| PASSAGE |
---*---

# Submission for Coursework 3
Team: Billie-Jo Powers, Jasmine Burgess, Mark Holcroft & $\tiny{Harry Ellington}$  

In [None]:
# imports 
import sys
import pickle
import numpy as np 
import matplotlib.pyplot as plt
import matplotlib.patches as mpatches
sys.path.append('..')

## Introduction

Pig is a simple dice game of chance, widely-studied in academic literature for its interesting probabilistic features. This report re‐examines such a paper by Todd W. Neller and Clifton G.M. Presser. The aim of their paper is to find the optimal policy a player of the game Pig should use, calculated using the value iteration algorithm. At the time of publishing, classical value iteration was seen as too slow and states took too long to converge, and hence a ‘layered’ approach of working backwards was used. This works by using value iteration on subsets of the state space, ensuring these converge before moving onto the next subset. The paper found that the optimal policy is non‐smooth and includes unusual and unintuitive features.

## The 5 R's

In this report, we will be assessing both the original paper and our own work with regard to the 5Rs: Replicable, Re-Runnable, Repeatable, Reproducible, and Reusable. A summary of our assessment is as follows:

- Replicable: The original publication provides ample pseudo-code and methodology which aids the replicability of their results. Some minor discrepancies are found regarding their score analytics, but overall the majority of results can be successfully replicated. Due to the nature of our work, we have provided similar methodology, and so hope the same level of replicability is present. 
- Re-Runnable: We are unable to comment extensively on the original publication regarding thisattribute, as source code is not available for the majority of the results provided. Code for the game of Piglet was made available after communication with authors, which was written in Java. The code for our work can be found on the linked repository and can be run using Python 3.12.0 (the latest python at time of writing). 
- Repeatable: Again, due to the lack of available source code from Neller and Presser, we are unable to comment on how repeatable their results are. However, in our code, the results are all consistent across multiple runs of the program.
- Reproducible: Since reproducibility is usually referred to in the context of reusing original code, our commentary on the original publication is again limited for this R. Having said this, we were able with the Piglet code to successfully convert it into python and generate the same results. We argue that other results are not reproducible due to the lack of available source code. Our work has been used across all of the authors computers with the same results, which we believe indicates a good level of reproducibility. 
- Reusable: Reusable is perhaps one of the harder R's to assess in this context. Our provided code should be reusable in the sense that the code is available via Github. In terms of any required modification, the rules of the game Pig can be easily altered in our code, although we cannot comment on how successful one would be trying to implement a variation of Pig such as Pig Dice.

---*---

| DATA SHOWN |
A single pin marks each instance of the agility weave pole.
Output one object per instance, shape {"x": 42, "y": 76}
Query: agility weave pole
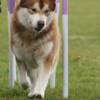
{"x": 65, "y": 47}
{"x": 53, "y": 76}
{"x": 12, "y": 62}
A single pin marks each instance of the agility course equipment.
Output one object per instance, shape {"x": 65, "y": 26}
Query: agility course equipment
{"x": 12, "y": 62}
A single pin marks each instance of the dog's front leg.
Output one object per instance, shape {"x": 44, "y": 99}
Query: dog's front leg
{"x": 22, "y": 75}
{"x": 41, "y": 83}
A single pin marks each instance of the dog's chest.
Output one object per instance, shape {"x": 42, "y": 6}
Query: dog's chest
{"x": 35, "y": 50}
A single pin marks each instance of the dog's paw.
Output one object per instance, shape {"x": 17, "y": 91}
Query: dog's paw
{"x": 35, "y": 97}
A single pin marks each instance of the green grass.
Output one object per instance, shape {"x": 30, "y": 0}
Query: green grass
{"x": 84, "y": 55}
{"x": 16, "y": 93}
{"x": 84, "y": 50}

---*---

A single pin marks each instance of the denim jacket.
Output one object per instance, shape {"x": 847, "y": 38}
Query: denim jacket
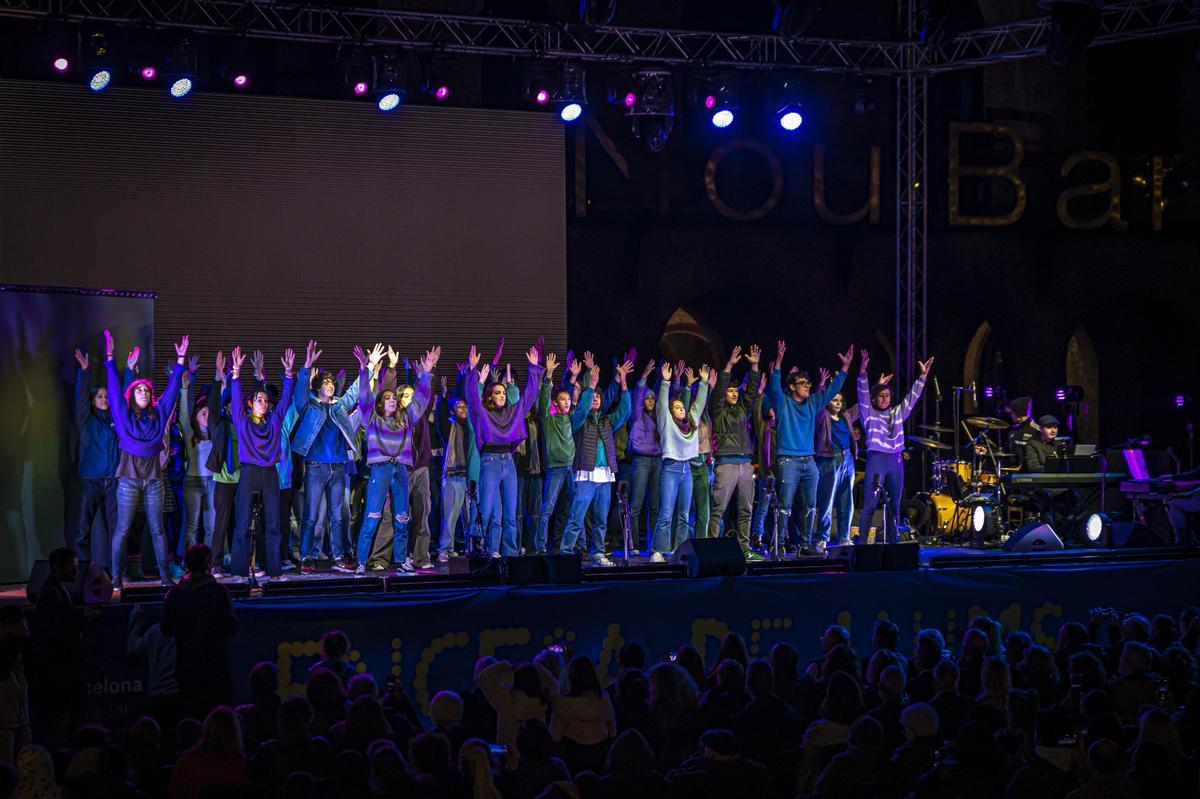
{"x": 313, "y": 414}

---*---

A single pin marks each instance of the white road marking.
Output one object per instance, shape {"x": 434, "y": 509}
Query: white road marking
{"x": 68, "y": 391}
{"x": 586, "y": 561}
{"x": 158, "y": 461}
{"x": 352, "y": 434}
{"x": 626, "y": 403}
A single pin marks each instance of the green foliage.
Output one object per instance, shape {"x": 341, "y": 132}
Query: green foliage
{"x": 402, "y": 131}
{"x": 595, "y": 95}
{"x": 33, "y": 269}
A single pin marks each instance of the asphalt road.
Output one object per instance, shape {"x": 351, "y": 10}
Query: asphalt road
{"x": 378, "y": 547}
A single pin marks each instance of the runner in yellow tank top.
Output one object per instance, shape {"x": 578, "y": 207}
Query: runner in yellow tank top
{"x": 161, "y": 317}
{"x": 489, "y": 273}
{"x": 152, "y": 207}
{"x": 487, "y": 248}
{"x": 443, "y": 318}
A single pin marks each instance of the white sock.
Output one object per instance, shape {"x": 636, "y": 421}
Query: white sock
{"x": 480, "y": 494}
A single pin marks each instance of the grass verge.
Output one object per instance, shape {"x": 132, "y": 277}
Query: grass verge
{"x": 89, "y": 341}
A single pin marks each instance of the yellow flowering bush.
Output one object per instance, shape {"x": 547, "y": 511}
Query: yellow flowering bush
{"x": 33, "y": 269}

---*---

| STATED PROBLEM 1 |
Find each line in the records that contains the word "chest", and copy those lines.
| STATED PROBLEM 2 |
Pick up the coursework report on the dice game Pig and continue it from its final sentence.
The records are unrelated to the text.

| ANSWER 1 |
A single pin marks each instance of the dog's chest.
Query: dog's chest

| ANSWER 2 |
## The Game Pig
Like many games, Pig is simple to play, but difficult to play well. It is a dice game that traditionally involves two players and a six sided die, with the objective of being the first player to reach 100 points. After each roll, players are presented with the option to roll or hold - if a player rolls, they gain the chance to increase their turn score, whereas by holding they can bank their points by adding their turn score to their score total. If at any point a player rolls a 1, they lose their turn score. The play is passed onto the opponent after either banking or rolling a 1.

## Piglet - a Simplified Game of Pig

Prior to calculating an optimal policy for Pig, Neller and Presser motivated their methods using a simplified version of the game, aptly named "Piglet". In this version, a coin is used in place of a die, and landing on tails is set equivalent to rolling a one. Traditionally, the goal of Piglet is to reach 10 points first; however, the number of equations required to calculate the proability of winning from each possible state is still too large for a simple example, so we instead set a goal of 2. 

Let $P_{i,j,k}$ denote the probability of the player winning given that their score is $i$, the opponents score is $j$, and the current turn total is $k$. Using this notation, we recreate Figure 2 from Neller and Presser, which shows the result of applying value iteration to Piglet with a goal score of 2. We were able to confirm that our results gave the same final probabilities as Neller and Presser. 

In [None]:
from piglet import PigletSolver
piglet_plotter = PigletSolver(goal = 2, epsilon = 10e-6)
piglet_plotter(convergence_plots=True)

A critical point of note can be drawn from the convergence plots - here, it is evident that the rate of convergence is non-constant across all states. In particular, states which are closer to the end of the game (with higher score sums) converge more quickly, whereas earlier states take much longer to reach their final value. The reason for this is that only states which correspond to a player win are assigned a reward of 1, and it takes time for these rewards to propagate through the state space via value updates. The solution for this, as used in the original paper, was layered value iteration. Here, rather than applying value iteration to all states at once, it is applied to subsets of states, beginning with the states closest to the reward states, and working backwards. The exact subsets are determined by the sum of the scores, such that the first subset is $\{P_{99, 99, 0}\}$, followed by the subset \{$P_{99,98,0}, P_{98,99,0}$\}, and so forth. This speeds up convergence, as earlier states are able to use fixed values for their value updates. For this reason, and for general reproducibility, we too use this approach in our algorithm.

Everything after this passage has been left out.